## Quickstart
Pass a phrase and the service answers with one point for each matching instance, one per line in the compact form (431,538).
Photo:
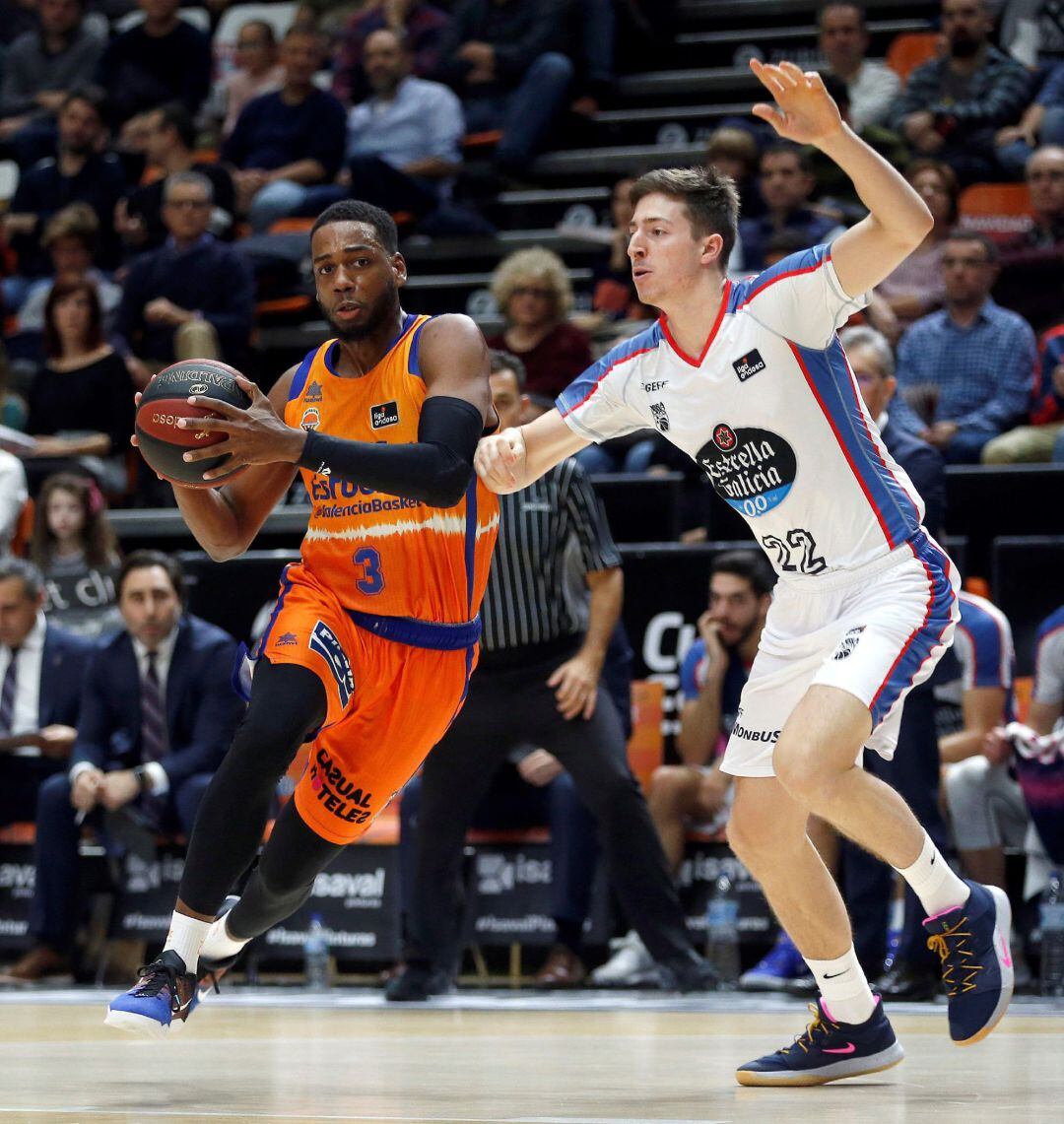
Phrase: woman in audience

--

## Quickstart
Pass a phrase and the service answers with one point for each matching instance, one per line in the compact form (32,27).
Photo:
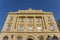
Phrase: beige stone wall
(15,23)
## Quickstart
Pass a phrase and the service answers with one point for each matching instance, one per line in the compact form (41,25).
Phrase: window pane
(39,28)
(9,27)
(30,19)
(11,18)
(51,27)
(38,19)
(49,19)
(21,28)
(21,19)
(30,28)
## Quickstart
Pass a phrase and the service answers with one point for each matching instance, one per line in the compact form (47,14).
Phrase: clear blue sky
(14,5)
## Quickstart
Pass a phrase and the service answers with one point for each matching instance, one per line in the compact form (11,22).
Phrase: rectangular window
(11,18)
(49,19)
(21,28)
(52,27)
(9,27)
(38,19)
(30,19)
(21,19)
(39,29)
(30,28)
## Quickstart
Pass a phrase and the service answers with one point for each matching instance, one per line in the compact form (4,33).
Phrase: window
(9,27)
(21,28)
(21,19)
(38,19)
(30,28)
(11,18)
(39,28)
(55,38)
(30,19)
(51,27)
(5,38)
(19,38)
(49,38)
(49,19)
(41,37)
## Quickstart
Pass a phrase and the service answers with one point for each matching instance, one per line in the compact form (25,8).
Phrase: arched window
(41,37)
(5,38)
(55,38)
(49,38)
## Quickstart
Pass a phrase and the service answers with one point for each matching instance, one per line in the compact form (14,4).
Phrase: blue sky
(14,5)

==

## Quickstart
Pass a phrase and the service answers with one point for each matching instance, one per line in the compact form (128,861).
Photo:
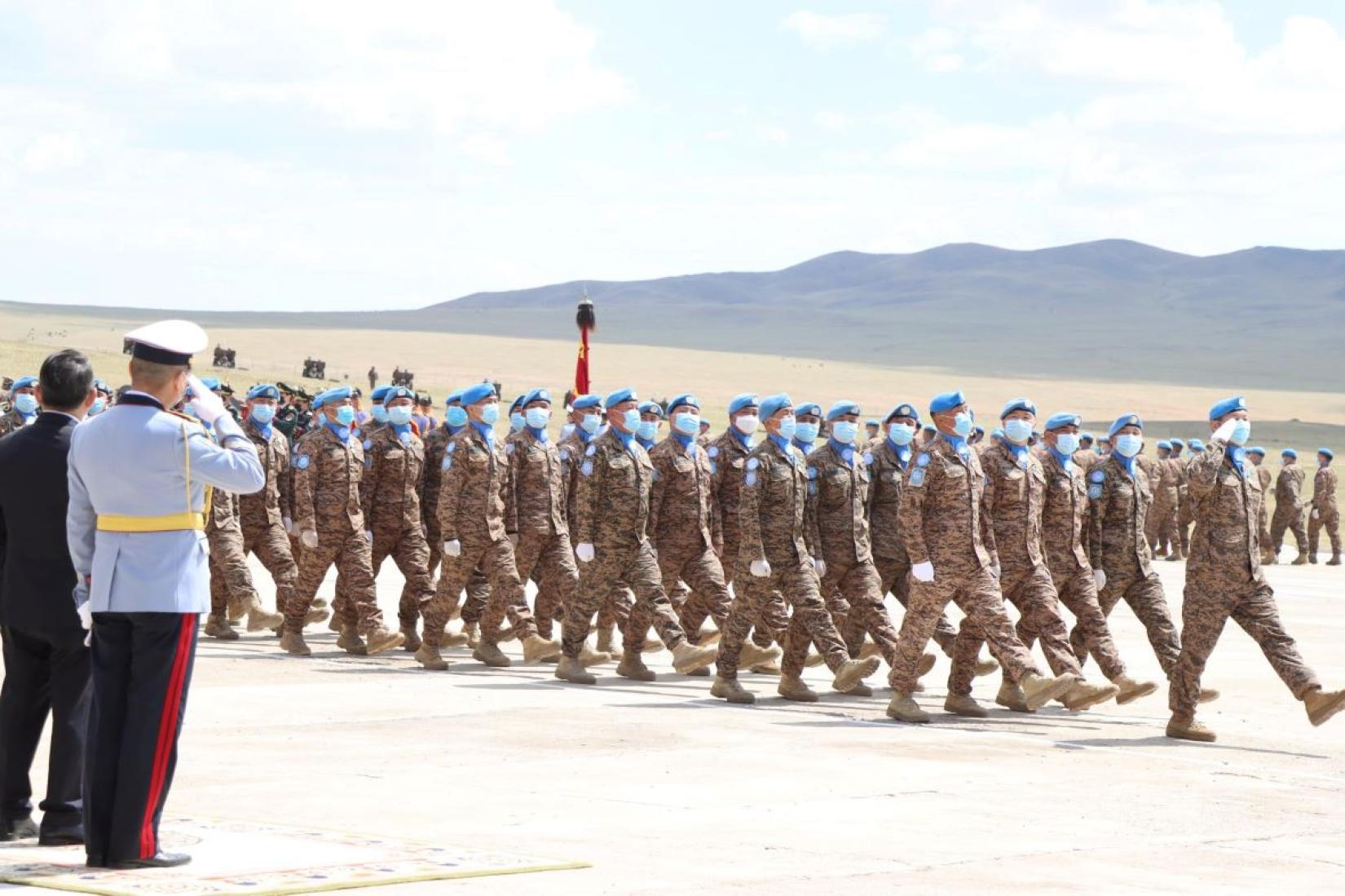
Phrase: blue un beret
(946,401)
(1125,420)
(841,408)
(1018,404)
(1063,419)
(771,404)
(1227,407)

▶ _SET TASK_
How many lines in the rows above contain the string "window"? Reply with the number only.

▶ _COMPLETE RESPONSE_
4